» Problem statement: Please transcribe the passage on Accenture's move to the cloud between "Applying the New" and "generating business value.", inclusive.

» Passage provided:
Accenture’s journey to the cloud
A three-year migration of our IT infrastructure to the public cloud enables Accenture to operate with agility, efficiency and cost-effectiveness.
Applying the New at Accenture has involved digitally transforming our enterprise. With offices and data centers spread across the globe, this has not been an easy task. One major initiative was a three-year cloud program to enable a more scalable, robust enterprise IT infrastructure in the public cloud. The program’s vision was to provision and operate infrastructure, application, and service workloads anywhere and anytime in the cloud with resiliency and agility to empower our digital enterprise.
Our internal IT organization recognized the significant advantages to be gained in leveraging cloud capabilities and scale efficiencies. In the beginning, these advantages were not entirely clear. In the end, however, not only did we achieve them, we also took on enabling digital services and experiences, and generating business value.
The outcome of this vision post-program is having 95 percent of Accenture’s IT infrastructure operating in the public cloud as of early 2019. Were we to take everything out of the cloud today and put it back into a data center, the cost would be at least two times compared to what Accenture now spends on cloud.
Our internal IT leaders along with business stakeholders made the strategic decision in late 2014 to establish IT operations in the cloud. By January 2015, internal IT organized and mobilized a global Cloud team in close collaboration with our go-to-market cloud offering teams, Accenture Cloud Platform and Accenture Hybrid Cloud Services to spearhead the journey designed to migrate and provision Accenture’s infrastructure to the cloud.
When we embarked on our transformation journey, there were no comprehensive cloud management solutions in the market that could handle the scale and complexity of our estate and the processes required to move to cloud. As a result, we invested in developing the Accenture Cloud Platform, an end-to-end cloud management platform that provides the tools and managed service capabilities needed to operate at scale, at speed, and in a secure way.

» Collected data:

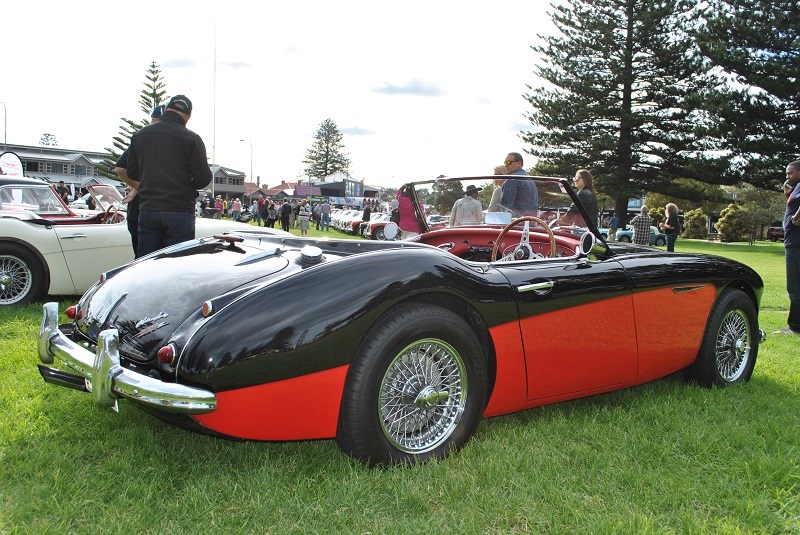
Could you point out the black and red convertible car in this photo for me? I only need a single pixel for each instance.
(397, 349)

» Solution for this task:
Applying the New at Accenture has involved digitally transforming our enterprise. With offices and data centers spread across the globe, this has not been an easy task. One major initiative was a three-year cloud program to enable a more scalable, robust enterprise IT infrastructure in the public cloud. The program’s vision was to provision and operate infrastructure, application, and service workloads anywhere and anytime in the cloud with resiliency and agility to empower our digital enterprise.
Our internal IT organization recognized the significant advantages to be gained in leveraging cloud capabilities and scale efficiencies. In the beginning, these advantages were not entirely clear. In the end, however, not only did we achieve them, we also took on enabling digital services and experiences, and generating business value.